» **Extract provided**:
===
Researchers at the Hebrew University of Jerusalem report that a coordinated pattern of brain activity emerges several seconds before zebrafish swim toward another fish, and that the strength of the signal is linked to individual differences in sociability.
Researchers studying zebrafish have identified a brain-wide pattern of neural activity that appears seconds before a fish swims toward another fish, suggesting that the nervous system begins preparing for social interaction before movement becomes visible.
The work was led by Dr. Lilah Avitan at the Hebrew University of Jerusalem and carried out by PhD student Imri Lifshitz with other members of Avitan’s laboratory, according to a university news release carried by ScienceDaily.
In the experiments, the team used a system that allowed one fish to watch and respond to another fish swimming nearby while researchers recorded activity across the observer fish’s brain in real time. The researchers reported that, ahead of approach behavior, activity rose in neurons in the pallium while activity decreased in other brain areas, forming what they described as a neural “pre-decision state.”
===
[Stored records]

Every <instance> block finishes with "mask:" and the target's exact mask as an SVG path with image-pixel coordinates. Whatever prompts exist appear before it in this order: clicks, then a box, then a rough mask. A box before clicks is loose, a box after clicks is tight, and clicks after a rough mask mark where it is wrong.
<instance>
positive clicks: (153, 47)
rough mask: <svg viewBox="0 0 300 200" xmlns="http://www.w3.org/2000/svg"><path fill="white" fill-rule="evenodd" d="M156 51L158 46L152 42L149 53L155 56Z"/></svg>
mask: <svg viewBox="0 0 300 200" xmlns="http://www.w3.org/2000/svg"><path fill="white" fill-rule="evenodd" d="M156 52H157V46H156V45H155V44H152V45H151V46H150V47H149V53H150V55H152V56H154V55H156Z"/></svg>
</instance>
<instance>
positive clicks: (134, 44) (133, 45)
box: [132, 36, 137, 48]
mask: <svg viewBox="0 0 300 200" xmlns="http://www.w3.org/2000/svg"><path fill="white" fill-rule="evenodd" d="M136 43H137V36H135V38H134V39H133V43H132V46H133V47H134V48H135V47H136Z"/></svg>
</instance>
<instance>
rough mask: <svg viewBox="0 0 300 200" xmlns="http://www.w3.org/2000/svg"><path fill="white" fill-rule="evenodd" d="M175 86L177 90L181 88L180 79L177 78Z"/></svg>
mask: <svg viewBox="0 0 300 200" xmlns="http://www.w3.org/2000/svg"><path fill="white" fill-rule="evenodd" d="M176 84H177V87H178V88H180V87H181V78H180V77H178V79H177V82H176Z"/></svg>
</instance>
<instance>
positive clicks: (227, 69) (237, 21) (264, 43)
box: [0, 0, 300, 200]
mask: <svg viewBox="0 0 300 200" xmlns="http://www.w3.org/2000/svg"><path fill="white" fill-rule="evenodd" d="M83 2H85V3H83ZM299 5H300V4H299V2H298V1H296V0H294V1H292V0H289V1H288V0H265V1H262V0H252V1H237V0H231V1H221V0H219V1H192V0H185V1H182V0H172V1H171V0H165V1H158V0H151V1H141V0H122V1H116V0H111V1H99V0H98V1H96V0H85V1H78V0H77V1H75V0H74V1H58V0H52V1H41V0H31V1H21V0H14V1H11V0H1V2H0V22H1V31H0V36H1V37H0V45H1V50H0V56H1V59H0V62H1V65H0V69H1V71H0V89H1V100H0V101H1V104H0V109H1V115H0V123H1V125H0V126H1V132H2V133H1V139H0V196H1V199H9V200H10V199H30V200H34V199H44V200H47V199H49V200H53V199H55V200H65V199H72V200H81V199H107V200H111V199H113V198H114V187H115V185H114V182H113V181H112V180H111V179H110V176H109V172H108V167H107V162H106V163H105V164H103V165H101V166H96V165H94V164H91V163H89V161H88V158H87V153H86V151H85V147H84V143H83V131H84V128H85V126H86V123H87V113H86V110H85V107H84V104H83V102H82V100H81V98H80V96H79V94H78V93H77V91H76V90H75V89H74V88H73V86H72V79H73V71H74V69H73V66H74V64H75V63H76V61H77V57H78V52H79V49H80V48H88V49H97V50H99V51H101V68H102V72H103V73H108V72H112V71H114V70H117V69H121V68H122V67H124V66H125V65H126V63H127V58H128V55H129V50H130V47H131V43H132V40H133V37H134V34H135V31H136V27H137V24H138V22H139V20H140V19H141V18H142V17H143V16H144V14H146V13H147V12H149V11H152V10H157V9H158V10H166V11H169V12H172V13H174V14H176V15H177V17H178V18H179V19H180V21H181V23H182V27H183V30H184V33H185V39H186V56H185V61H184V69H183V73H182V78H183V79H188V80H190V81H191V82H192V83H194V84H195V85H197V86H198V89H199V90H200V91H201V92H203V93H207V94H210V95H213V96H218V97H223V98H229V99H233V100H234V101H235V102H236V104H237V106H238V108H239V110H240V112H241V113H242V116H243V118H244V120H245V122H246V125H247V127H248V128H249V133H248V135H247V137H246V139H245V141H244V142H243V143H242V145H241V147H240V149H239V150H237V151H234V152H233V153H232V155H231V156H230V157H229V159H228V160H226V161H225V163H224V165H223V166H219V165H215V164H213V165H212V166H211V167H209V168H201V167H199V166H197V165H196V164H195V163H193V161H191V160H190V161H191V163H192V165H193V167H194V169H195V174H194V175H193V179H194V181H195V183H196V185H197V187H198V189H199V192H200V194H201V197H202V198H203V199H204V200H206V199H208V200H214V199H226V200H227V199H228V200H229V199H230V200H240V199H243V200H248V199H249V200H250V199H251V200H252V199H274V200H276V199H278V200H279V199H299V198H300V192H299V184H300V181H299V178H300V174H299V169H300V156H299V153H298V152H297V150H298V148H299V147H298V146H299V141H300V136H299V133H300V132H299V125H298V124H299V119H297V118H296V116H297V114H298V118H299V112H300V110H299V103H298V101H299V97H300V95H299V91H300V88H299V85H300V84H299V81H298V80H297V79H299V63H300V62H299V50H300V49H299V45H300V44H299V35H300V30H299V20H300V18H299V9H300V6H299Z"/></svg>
===
» **Problems to solve**:
1 – In the zebrafish article, in which brain region did neuron activity rise ahead of approach behavior?
2 – Extend the zebrafish article, picking up right after its final sentence.

» **Results for each task**:
1 – The pallium.

2 –
The researchers said the distributed activity pattern could be used to predict whether an approach movement was about to occur. They also reported that the strength of the neural signature varied across individuals: fish with a stronger signal tended to be more social overall.
"This study identifies a brain-wide neural signature of social approach that emerges before movement begins," Avitan said. "This signature predicts not only whether an upcoming action will be social, but also how strongly socially driven the individual is."
The study, titled “Distinct distributed neural dynamics predict pallium-dependent social approach,” was published in Nature Communications on April 9, 2026.